- [WORK REQUIRED]
Using the passage about the McDonald's cashier, answer the following:
(a) How many times has the Facebook post been shared?
(b) What price increase for Daraprim did Martin Shkreli try to justify?
(c) What two things did Kenny do after leaving his post and before helping the man?

A Chicago McDonald’s cashier recently received praise from his boss when the cashier helped a handicapped elderly man with his meal. Instead of seeing the employee as just a cog in a wheel during the busy dinner rush, the boss showed appreciation to a worker who stepped outside his job description to do what was right.
A photo of the worker, Kenny, showing him cutting up the disabled man’s food, was posted on a Facebook page and quickly went viral. Social media has the power to praise a company’s actions or vilify them in a matter of moments. The Facebook post has been shared more than 400,000 times--to the advantage of both the employee who received recognition for his actions, and McDonald’s itself.
On the opposite end of the feel-good spectrum is the fallout when Turning Pharmaceuticals CEO Martin Shkreli tried to justify a 4,000 percent increase in price for Daraprim, a drug used by some AIDS and cancer patients. The social media outrage was immediate and he was forced to retreat. Companies that become so enamored with profits lose their humanity. They don’t care who they hurt—employee or customer. Eventually, this mindset hurts their bottom line.
According to the photographer who posted the McDonald’s photo, the man had asked Kenny, who was working the cash register, for help during a busy time of the day. Kenny left his post, washed his hands, put on gloves and went about helping the man. A boss, only looking at sales numbers, would have berated him for leaving his station. Kenny’s boss saw the bigger picture.
Companies that recognize the value of their employees have a leg up on their competition. A corporate culture that only has an eye on the bottom line will not be as successful as those companies that take into account the human factor in business. Studies show repeatedly that companies with a culture of praise and sincere appreciation perform better than those that don’t.

- [SUPPLIED ENTRIES]

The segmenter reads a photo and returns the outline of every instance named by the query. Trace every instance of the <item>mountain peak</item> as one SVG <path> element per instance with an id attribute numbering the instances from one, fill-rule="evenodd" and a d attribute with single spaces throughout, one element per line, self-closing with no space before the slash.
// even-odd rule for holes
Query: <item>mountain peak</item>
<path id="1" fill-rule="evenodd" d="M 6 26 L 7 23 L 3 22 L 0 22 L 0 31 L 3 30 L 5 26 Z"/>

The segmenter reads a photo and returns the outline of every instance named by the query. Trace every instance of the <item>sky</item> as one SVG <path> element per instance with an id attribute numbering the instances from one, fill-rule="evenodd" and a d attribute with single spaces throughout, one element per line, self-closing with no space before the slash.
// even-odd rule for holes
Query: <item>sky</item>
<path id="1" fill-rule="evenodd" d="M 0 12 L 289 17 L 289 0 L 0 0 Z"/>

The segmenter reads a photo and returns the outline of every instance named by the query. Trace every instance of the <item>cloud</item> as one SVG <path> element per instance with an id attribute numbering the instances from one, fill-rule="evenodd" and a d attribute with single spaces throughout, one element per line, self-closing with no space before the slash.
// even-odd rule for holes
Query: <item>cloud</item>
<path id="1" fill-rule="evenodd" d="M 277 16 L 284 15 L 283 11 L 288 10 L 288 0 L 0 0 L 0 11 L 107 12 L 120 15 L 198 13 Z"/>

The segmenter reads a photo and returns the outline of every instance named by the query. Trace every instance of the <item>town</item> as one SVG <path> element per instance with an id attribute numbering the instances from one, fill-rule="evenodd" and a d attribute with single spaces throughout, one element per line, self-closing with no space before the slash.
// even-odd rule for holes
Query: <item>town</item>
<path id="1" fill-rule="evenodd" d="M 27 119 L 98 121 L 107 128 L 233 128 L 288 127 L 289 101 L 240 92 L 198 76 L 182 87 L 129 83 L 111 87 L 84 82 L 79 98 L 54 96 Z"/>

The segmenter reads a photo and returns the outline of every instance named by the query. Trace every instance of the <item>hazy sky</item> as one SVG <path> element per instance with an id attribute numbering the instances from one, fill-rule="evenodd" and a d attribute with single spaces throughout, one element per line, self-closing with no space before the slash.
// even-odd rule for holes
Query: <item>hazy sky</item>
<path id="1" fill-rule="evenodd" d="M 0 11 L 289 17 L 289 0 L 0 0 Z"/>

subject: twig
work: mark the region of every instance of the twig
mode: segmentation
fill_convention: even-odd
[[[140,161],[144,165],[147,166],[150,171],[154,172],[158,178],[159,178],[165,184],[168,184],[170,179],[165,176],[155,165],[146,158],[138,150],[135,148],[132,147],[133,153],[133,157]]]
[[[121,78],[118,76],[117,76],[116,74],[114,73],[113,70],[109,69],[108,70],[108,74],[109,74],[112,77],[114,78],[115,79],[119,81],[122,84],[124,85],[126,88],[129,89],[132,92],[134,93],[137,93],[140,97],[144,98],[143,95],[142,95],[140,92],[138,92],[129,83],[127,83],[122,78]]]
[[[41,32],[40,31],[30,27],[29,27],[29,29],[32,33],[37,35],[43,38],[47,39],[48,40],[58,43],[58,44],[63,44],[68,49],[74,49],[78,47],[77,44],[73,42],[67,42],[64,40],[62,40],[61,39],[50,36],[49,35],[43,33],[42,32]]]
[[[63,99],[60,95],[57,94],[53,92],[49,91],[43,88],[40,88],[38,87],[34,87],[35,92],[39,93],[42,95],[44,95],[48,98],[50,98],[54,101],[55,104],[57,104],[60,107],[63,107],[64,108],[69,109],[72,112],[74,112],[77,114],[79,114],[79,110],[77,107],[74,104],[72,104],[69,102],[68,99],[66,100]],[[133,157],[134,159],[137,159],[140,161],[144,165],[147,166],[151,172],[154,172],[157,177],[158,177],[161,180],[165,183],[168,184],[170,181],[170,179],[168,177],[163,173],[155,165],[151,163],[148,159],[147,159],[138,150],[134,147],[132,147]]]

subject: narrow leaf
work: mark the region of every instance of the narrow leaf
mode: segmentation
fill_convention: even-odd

- [ANSWER TO THE EXERCISE]
(a) More than 400,000 times.
(b) A 4,000 percent increase.
(c) He washed his hands and put on gloves.